Copy every item below character for character, and leave the pictures out of your copy.

[Start of section]

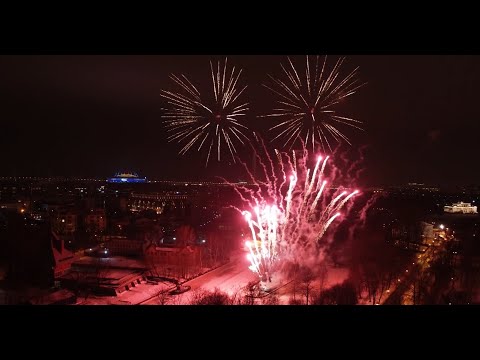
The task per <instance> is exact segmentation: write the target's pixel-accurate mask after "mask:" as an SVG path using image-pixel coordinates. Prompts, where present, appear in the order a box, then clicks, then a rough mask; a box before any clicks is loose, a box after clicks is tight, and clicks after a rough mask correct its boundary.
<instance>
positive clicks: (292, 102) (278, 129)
mask: <svg viewBox="0 0 480 360" xmlns="http://www.w3.org/2000/svg"><path fill="white" fill-rule="evenodd" d="M344 61H345V58H340V59H339V60H338V61H337V62H336V64H335V66H334V67H333V68H332V69H331V70H330V71H329V70H327V56H325V57H324V58H323V61H322V59H321V58H320V57H319V56H316V58H315V60H311V59H310V57H309V56H307V57H306V66H305V70H304V74H303V73H302V71H300V69H297V68H296V67H295V65H294V64H293V62H292V61H291V60H290V58H288V65H287V66H284V65H283V64H281V67H282V71H283V75H284V76H283V78H275V77H273V76H269V77H270V79H271V80H272V82H273V84H272V86H269V85H264V86H265V87H266V88H268V89H270V90H271V91H272V92H274V93H275V94H276V95H277V96H278V97H279V100H278V104H279V107H277V108H275V109H273V112H272V113H271V114H268V115H264V116H263V117H277V118H279V119H280V122H279V123H278V124H277V125H275V126H273V127H271V128H270V130H271V131H274V132H277V134H276V136H275V137H274V138H273V139H272V141H274V140H277V139H279V140H280V139H281V140H283V141H284V144H285V146H286V147H287V148H290V149H291V148H292V146H293V145H294V144H295V142H297V141H303V142H304V143H305V144H306V146H308V148H311V149H312V151H315V149H316V148H317V146H318V145H320V148H321V149H322V150H323V151H324V152H325V151H326V150H327V148H328V149H330V151H331V150H332V148H331V145H330V141H329V138H330V140H332V139H333V140H334V141H336V142H341V141H342V140H343V141H345V142H347V143H348V144H350V140H349V139H348V137H347V136H346V135H345V134H344V133H343V132H342V131H341V128H342V127H343V126H349V127H352V128H356V129H360V130H362V128H361V127H360V125H361V121H358V120H355V119H352V118H349V117H345V116H340V115H338V114H337V112H336V105H337V104H338V103H340V102H341V101H343V100H344V99H345V98H347V97H349V96H351V95H353V94H354V93H355V92H356V90H357V89H358V88H360V87H361V86H363V85H364V84H359V81H358V79H357V72H358V67H357V68H356V69H355V70H353V71H352V72H351V73H349V74H348V75H347V76H346V77H344V78H342V76H341V74H340V69H341V66H342V64H343V62H344Z"/></svg>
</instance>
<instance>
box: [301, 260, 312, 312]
mask: <svg viewBox="0 0 480 360" xmlns="http://www.w3.org/2000/svg"><path fill="white" fill-rule="evenodd" d="M299 277H300V289H301V291H302V294H303V296H304V297H305V305H308V303H309V300H310V296H311V292H312V290H313V282H314V280H315V275H314V273H313V271H312V269H310V268H308V267H302V268H301V269H300V271H299Z"/></svg>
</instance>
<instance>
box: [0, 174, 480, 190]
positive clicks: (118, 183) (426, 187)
mask: <svg viewBox="0 0 480 360" xmlns="http://www.w3.org/2000/svg"><path fill="white" fill-rule="evenodd" d="M114 176H115V175H110V176H94V177H92V176H65V175H56V176H0V182H1V181H5V180H52V181H55V180H69V181H97V182H108V179H109V178H112V177H114ZM139 177H140V178H145V179H146V182H145V183H147V184H148V183H155V182H178V183H189V182H208V183H214V184H221V183H223V182H222V181H221V179H219V178H215V177H211V178H203V179H187V178H173V177H172V178H158V177H152V178H150V177H148V176H139ZM227 180H228V179H227ZM229 181H230V182H234V183H236V182H246V183H249V181H248V180H247V179H236V180H229ZM145 183H143V184H145ZM117 184H120V183H117ZM129 184H130V185H131V184H132V183H129ZM415 186H422V187H426V188H439V189H441V188H462V187H463V188H465V187H466V188H469V187H472V188H475V187H480V184H457V185H451V184H443V185H442V184H431V183H423V182H413V181H412V182H407V183H396V184H373V185H368V186H365V188H366V189H368V188H378V187H415ZM359 188H362V187H361V186H359Z"/></svg>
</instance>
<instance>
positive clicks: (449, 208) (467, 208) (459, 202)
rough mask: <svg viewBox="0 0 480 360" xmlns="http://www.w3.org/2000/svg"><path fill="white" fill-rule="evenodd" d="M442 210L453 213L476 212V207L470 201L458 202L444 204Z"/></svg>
mask: <svg viewBox="0 0 480 360" xmlns="http://www.w3.org/2000/svg"><path fill="white" fill-rule="evenodd" d="M443 211H444V212H447V213H455V214H477V207H476V206H472V205H471V204H470V203H464V202H459V203H454V204H452V205H449V206H444V207H443Z"/></svg>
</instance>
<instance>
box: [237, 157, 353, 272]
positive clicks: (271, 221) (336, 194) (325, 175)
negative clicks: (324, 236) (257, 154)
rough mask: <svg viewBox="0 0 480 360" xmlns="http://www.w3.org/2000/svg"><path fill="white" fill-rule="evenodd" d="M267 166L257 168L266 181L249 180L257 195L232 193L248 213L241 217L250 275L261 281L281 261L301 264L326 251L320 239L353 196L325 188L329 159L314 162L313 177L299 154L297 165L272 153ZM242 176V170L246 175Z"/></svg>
mask: <svg viewBox="0 0 480 360" xmlns="http://www.w3.org/2000/svg"><path fill="white" fill-rule="evenodd" d="M276 155H277V156H276V160H278V162H276V165H275V166H276V168H277V169H279V176H276V175H275V167H274V161H273V160H272V158H270V157H268V161H269V162H270V166H267V165H266V164H265V163H264V162H262V161H261V160H260V162H261V166H262V168H263V173H264V175H265V177H266V179H267V180H266V181H259V180H256V179H254V177H253V175H252V174H251V173H250V172H249V174H250V177H251V180H252V182H253V183H254V186H255V187H257V190H256V191H255V190H253V189H252V188H247V187H237V188H236V190H237V193H238V194H240V195H241V198H242V200H243V201H244V202H246V203H247V204H248V205H249V207H250V209H251V210H244V211H242V214H243V216H244V217H245V220H246V222H247V224H248V226H249V229H250V232H251V240H250V241H247V242H246V246H247V248H248V255H247V258H248V260H249V261H250V267H249V268H250V269H251V270H252V271H253V272H255V273H257V274H258V275H259V277H260V278H261V279H262V280H266V279H269V278H270V277H271V275H272V273H273V272H275V271H276V269H277V268H278V266H279V265H280V266H281V263H282V261H280V260H284V261H287V262H288V261H290V262H293V263H305V262H307V261H308V260H309V259H313V261H315V259H318V258H319V257H321V254H322V251H323V250H324V249H325V247H326V246H327V245H328V244H327V243H328V241H327V239H325V238H324V236H325V234H326V232H327V230H328V228H329V227H331V225H332V224H333V223H334V222H338V221H339V220H340V219H341V218H342V214H341V213H340V211H341V210H342V209H344V208H345V205H346V204H347V203H348V202H349V200H351V199H352V197H354V196H355V195H357V194H358V190H347V189H346V188H337V189H332V188H330V187H329V186H328V181H329V180H330V179H327V175H326V170H327V169H326V165H327V162H328V161H329V157H328V156H327V157H322V156H318V158H317V159H316V161H315V165H314V166H313V171H312V169H311V168H308V166H307V162H308V154H307V153H306V152H304V154H303V156H302V157H301V158H300V159H299V161H298V164H297V160H296V157H295V156H292V157H290V156H289V155H288V154H286V153H280V152H278V151H276ZM247 170H248V169H247Z"/></svg>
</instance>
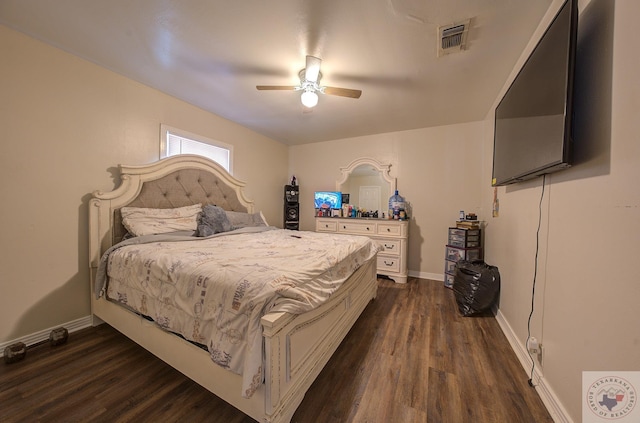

[End of section]

■ Task solution
The task per <instance> is exact segmentation: write the target's pixel-accurate mask after "mask:" as an SVG path using image-pixel coordinates. Prompts, where present, appear in the order a box, then clicks, then a rough mask; a box before any clicks is loose, a box after clicks is tight, and clicks after a rough mask correct its boundary.
<instance>
positive clicks: (292, 102) (278, 129)
mask: <svg viewBox="0 0 480 360" xmlns="http://www.w3.org/2000/svg"><path fill="white" fill-rule="evenodd" d="M344 61H345V58H340V59H339V60H338V61H337V62H336V64H335V66H334V67H333V68H332V69H331V70H330V71H329V70H327V56H325V57H324V58H323V61H322V59H321V58H320V57H319V56H316V58H315V60H311V59H310V57H309V56H307V57H306V66H305V70H304V74H303V73H302V71H300V69H297V68H296V67H295V65H294V64H293V62H292V61H291V60H290V58H288V65H287V66H284V65H283V64H281V67H282V71H283V75H284V76H283V78H275V77H273V76H269V77H270V79H271V80H272V82H273V84H272V86H269V85H264V86H265V87H266V88H268V89H270V90H271V91H272V92H274V93H275V94H276V95H277V96H278V97H279V100H278V104H279V107H277V108H275V109H273V112H272V113H271V114H268V115H264V116H263V117H277V118H279V119H280V122H279V123H278V124H277V125H275V126H273V127H271V128H270V130H271V131H274V132H277V134H276V136H275V137H274V138H273V139H272V141H274V140H277V139H279V140H280V139H281V140H283V141H284V144H285V146H286V147H287V148H290V149H291V148H292V146H293V145H294V144H295V142H297V141H303V142H304V143H305V144H306V146H308V148H311V149H312V151H315V149H316V148H317V146H318V145H320V148H321V149H322V150H323V151H324V152H325V151H326V150H327V148H328V149H330V151H331V150H332V148H331V145H330V141H329V138H330V140H332V139H333V140H334V141H336V142H341V141H342V140H343V141H345V142H347V143H348V144H350V140H349V139H348V137H347V136H346V135H345V134H344V133H343V132H342V131H341V128H342V127H343V126H349V127H352V128H356V129H360V130H362V128H361V127H360V125H361V121H358V120H355V119H352V118H349V117H345V116H340V115H338V114H337V112H336V105H337V104H338V103H340V102H341V101H343V100H344V99H345V98H347V97H349V96H351V95H353V94H354V93H355V92H356V90H357V89H358V88H360V87H361V86H363V85H364V84H359V81H358V79H357V72H358V67H357V68H356V69H355V70H353V71H352V72H351V73H349V74H348V75H347V76H346V77H344V78H342V76H341V74H340V69H341V66H342V64H343V62H344Z"/></svg>
</instance>
<instance>
box: [301, 260, 312, 312]
mask: <svg viewBox="0 0 480 360" xmlns="http://www.w3.org/2000/svg"><path fill="white" fill-rule="evenodd" d="M299 277H300V289H301V291H302V294H303V296H304V297H305V305H308V303H309V300H310V296H311V292H312V290H313V282H314V280H315V275H314V273H313V271H312V269H310V268H308V267H302V268H301V269H300V271H299Z"/></svg>
</instance>
<instance>
box: [0, 174, 480, 190]
positive clicks: (118, 183) (426, 187)
mask: <svg viewBox="0 0 480 360" xmlns="http://www.w3.org/2000/svg"><path fill="white" fill-rule="evenodd" d="M114 176H115V175H110V176H94V177H92V176H65V175H56V176H0V182H1V181H5V180H52V181H55V180H69V181H97V182H108V179H109V178H112V177H114ZM139 177H140V178H145V179H146V182H145V183H147V184H148V183H155V182H178V183H189V182H208V183H214V184H221V183H223V182H222V181H221V179H219V178H215V177H211V178H203V179H187V178H173V177H172V178H158V177H152V178H150V177H148V176H139ZM227 180H228V179H227ZM229 181H230V182H234V183H236V182H246V183H249V181H248V180H247V179H236V180H229ZM145 183H143V184H145ZM117 184H120V183H117ZM129 184H130V185H131V184H132V183H129ZM415 186H422V187H426V188H439V189H441V188H462V187H463V188H465V187H466V188H469V187H472V188H475V187H480V184H457V185H451V184H443V185H442V184H431V183H423V182H413V181H412V182H407V183H396V184H373V185H368V186H365V188H366V189H368V188H378V187H415ZM359 188H362V187H361V186H359Z"/></svg>
</instance>
<instance>
positive clicks: (449, 208) (467, 208) (459, 202)
rough mask: <svg viewBox="0 0 480 360" xmlns="http://www.w3.org/2000/svg"><path fill="white" fill-rule="evenodd" d="M442 210L453 213L476 212V207L470 201L458 202L444 204Z"/></svg>
mask: <svg viewBox="0 0 480 360" xmlns="http://www.w3.org/2000/svg"><path fill="white" fill-rule="evenodd" d="M443 211H444V212H447V213H455V214H477V207H476V206H472V205H471V204H470V203H464V202H459V203H454V204H452V205H449V206H444V207H443Z"/></svg>
</instance>
<instance>
box: [237, 157, 353, 272]
positive clicks: (271, 221) (336, 194) (325, 175)
negative clicks: (324, 236) (257, 154)
rough mask: <svg viewBox="0 0 480 360" xmlns="http://www.w3.org/2000/svg"><path fill="white" fill-rule="evenodd" d="M267 166L257 168L266 181L249 180L257 195L232 193L248 213L241 217L250 275L261 281L281 261L301 264L326 251L320 239L353 196L325 188L329 159L314 162L313 177L299 154L297 165L272 153ZM242 176V170L246 175Z"/></svg>
mask: <svg viewBox="0 0 480 360" xmlns="http://www.w3.org/2000/svg"><path fill="white" fill-rule="evenodd" d="M276 155H277V156H276V160H278V162H276V165H275V166H276V168H277V169H279V176H276V175H275V167H274V161H273V160H272V158H270V157H268V161H269V162H270V166H267V165H266V164H265V163H264V162H262V161H261V160H260V162H261V166H262V168H263V173H264V175H265V177H266V179H267V180H266V181H259V180H256V179H254V177H253V175H252V174H251V173H250V172H249V174H250V177H251V180H252V182H253V183H254V186H255V187H257V190H256V191H255V190H253V189H252V188H247V187H237V188H236V190H237V193H238V194H240V195H241V198H242V200H243V201H244V202H246V203H247V204H248V205H249V207H250V209H251V210H244V211H242V214H243V216H244V217H245V220H246V222H247V224H248V226H249V229H250V232H251V240H250V241H247V242H246V246H247V248H248V255H247V258H248V260H249V261H250V267H249V268H250V269H251V270H252V271H253V272H255V273H257V274H258V275H259V277H260V278H261V279H262V280H266V279H269V278H270V277H271V275H272V273H273V272H275V271H276V269H277V268H278V266H279V265H280V266H281V263H282V261H280V260H284V261H287V262H288V261H290V262H293V263H305V262H307V261H308V260H309V259H313V261H315V259H318V258H319V257H321V254H322V251H323V250H324V249H325V247H326V246H327V245H328V244H327V243H328V241H327V239H325V238H324V236H325V234H326V232H327V230H328V228H329V227H331V225H332V224H333V223H334V222H338V221H339V220H340V219H341V218H342V214H341V213H340V211H341V210H342V209H344V208H345V205H346V204H347V203H348V202H349V200H351V199H352V197H354V196H355V195H357V194H358V190H347V189H346V188H337V189H332V188H330V187H329V186H328V181H329V180H330V179H327V175H326V170H327V169H326V165H327V162H328V161H329V157H328V156H327V157H322V156H318V158H317V159H316V161H315V165H314V166H313V171H312V169H311V168H308V166H307V162H308V154H307V153H306V152H304V154H303V156H302V157H301V158H300V159H299V161H298V164H297V160H296V157H295V156H292V157H290V156H289V155H288V154H286V153H280V152H278V151H276ZM247 170H248V169H247Z"/></svg>
</instance>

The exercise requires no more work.